(WHAT IS ASKED)
Rewrite every line of the rows below as a numbered list, skipping blank lines. Leave the pictures out of your answer.
━━━━━ LISTING
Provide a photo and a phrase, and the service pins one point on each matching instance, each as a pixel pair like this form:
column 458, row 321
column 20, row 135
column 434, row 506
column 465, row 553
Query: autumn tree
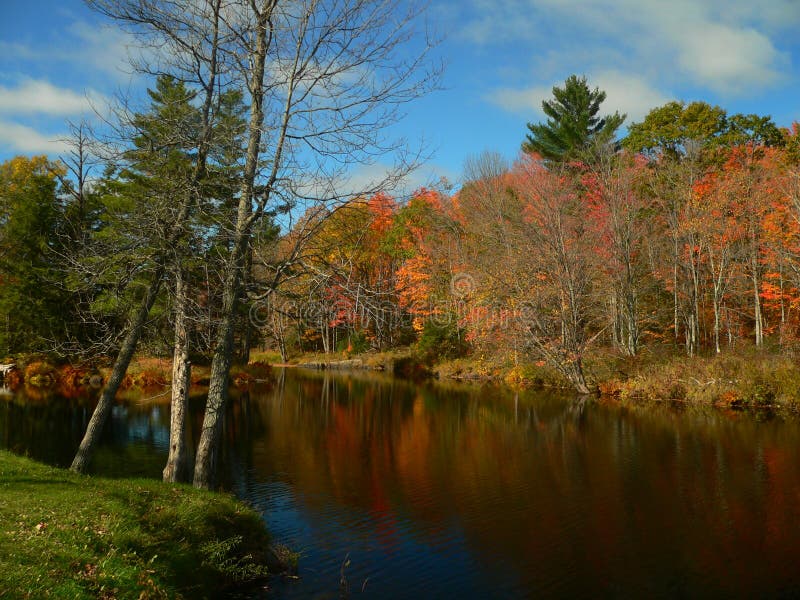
━━━━━━━━━━
(PROBLEM SOLUTION)
1. Provide a photo and a phrase, and the service pins one point on each matching instance, each as a pixel pair like this form:
2. column 458, row 321
3. column 20, row 135
4. column 434, row 506
5. column 465, row 553
6. Query: autumn tree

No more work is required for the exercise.